** Begin Entries **

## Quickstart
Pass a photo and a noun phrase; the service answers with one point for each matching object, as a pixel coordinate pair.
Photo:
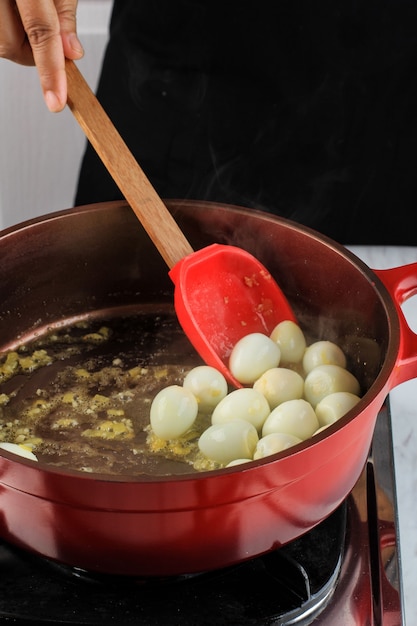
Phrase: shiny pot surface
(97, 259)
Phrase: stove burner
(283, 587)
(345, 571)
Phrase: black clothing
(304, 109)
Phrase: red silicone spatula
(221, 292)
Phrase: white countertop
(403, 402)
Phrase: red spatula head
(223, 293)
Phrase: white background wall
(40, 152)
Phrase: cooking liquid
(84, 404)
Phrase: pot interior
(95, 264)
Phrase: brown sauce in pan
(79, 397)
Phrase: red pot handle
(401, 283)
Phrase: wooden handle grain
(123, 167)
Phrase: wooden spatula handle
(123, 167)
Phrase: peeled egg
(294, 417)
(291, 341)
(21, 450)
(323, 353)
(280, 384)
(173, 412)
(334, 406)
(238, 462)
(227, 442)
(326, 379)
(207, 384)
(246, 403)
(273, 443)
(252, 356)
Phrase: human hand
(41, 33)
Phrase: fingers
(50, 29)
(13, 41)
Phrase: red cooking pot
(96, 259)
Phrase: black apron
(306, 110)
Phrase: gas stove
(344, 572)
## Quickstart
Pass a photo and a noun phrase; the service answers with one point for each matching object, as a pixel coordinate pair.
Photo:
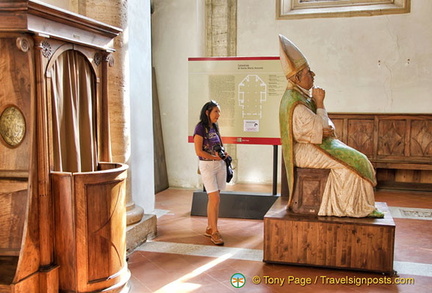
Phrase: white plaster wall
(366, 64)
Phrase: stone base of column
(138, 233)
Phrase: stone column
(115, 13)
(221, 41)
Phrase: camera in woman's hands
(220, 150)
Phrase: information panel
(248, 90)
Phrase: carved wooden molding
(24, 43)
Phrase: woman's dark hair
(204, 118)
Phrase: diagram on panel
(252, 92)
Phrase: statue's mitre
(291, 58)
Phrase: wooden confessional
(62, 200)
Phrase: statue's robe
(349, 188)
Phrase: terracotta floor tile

** End Entries **

- **Set problem**:
Output every line above as a JSON list of strings, one string per line, with blank lines skipped. Leave the pictures out.

- **Complete answer**:
[
  "## Quickstart",
  "Pass a photo and a noun phrase; the service answers with one point for each matching object, as a pixel coordinate pair.",
  "Photo:",
  "Phrase: shiny pot surface",
  "(97, 259)",
  "Phrase: stove burner",
  "(283, 587)",
  "(345, 571)",
  "Phrase: black clothing",
  "(304, 109)",
  "Phrase: red silicone spatula",
  "(221, 292)",
  "Phrase: white countertop",
  "(403, 402)",
  "Phrase: red spatula head",
  "(223, 293)",
  "Phrase: white background wall",
  "(40, 152)",
  "Phrase: cooking liquid",
  "(84, 404)",
  "Phrase: pot interior",
  "(95, 264)",
  "Phrase: brown sauce in pan",
  "(79, 397)",
  "Phrase: red pot handle",
  "(401, 283)",
  "Phrase: wooden handle grain",
  "(123, 167)",
  "Phrase: wooden spatula handle",
  "(123, 167)",
  "Phrase: peeled egg",
  "(294, 417)",
  "(291, 341)",
  "(21, 450)",
  "(323, 353)",
  "(280, 384)",
  "(173, 412)",
  "(334, 406)",
  "(238, 462)",
  "(227, 442)",
  "(326, 379)",
  "(207, 384)",
  "(246, 403)",
  "(273, 443)",
  "(252, 356)",
  "Phrase: human hand",
  "(41, 33)",
  "Phrase: fingers",
  "(50, 29)",
  "(13, 41)",
  "Phrase: red cooking pot",
  "(96, 259)",
  "Phrase: black apron",
  "(306, 110)",
  "Phrase: gas stove",
  "(344, 572)",
  "## Quickstart",
  "Pass a photo and a noun phrase; the service answers with one point for each matching object, as a pixel coordinate pair.",
  "Photo:",
  "Phrase: white plaster wall",
  "(366, 64)",
  "Phrase: stone base of column",
  "(138, 233)",
  "Phrase: stone column",
  "(115, 13)",
  "(221, 41)",
  "Phrase: camera in woman's hands",
  "(220, 150)",
  "Phrase: information panel",
  "(248, 90)",
  "Phrase: carved wooden molding",
  "(24, 43)",
  "Phrase: woman's dark hair",
  "(204, 118)",
  "Phrase: diagram on panel",
  "(252, 92)",
  "Phrase: statue's mitre",
  "(291, 58)",
  "Phrase: wooden confessional",
  "(62, 200)",
  "Phrase: statue's robe",
  "(349, 188)",
  "Phrase: terracotta floor tile"
]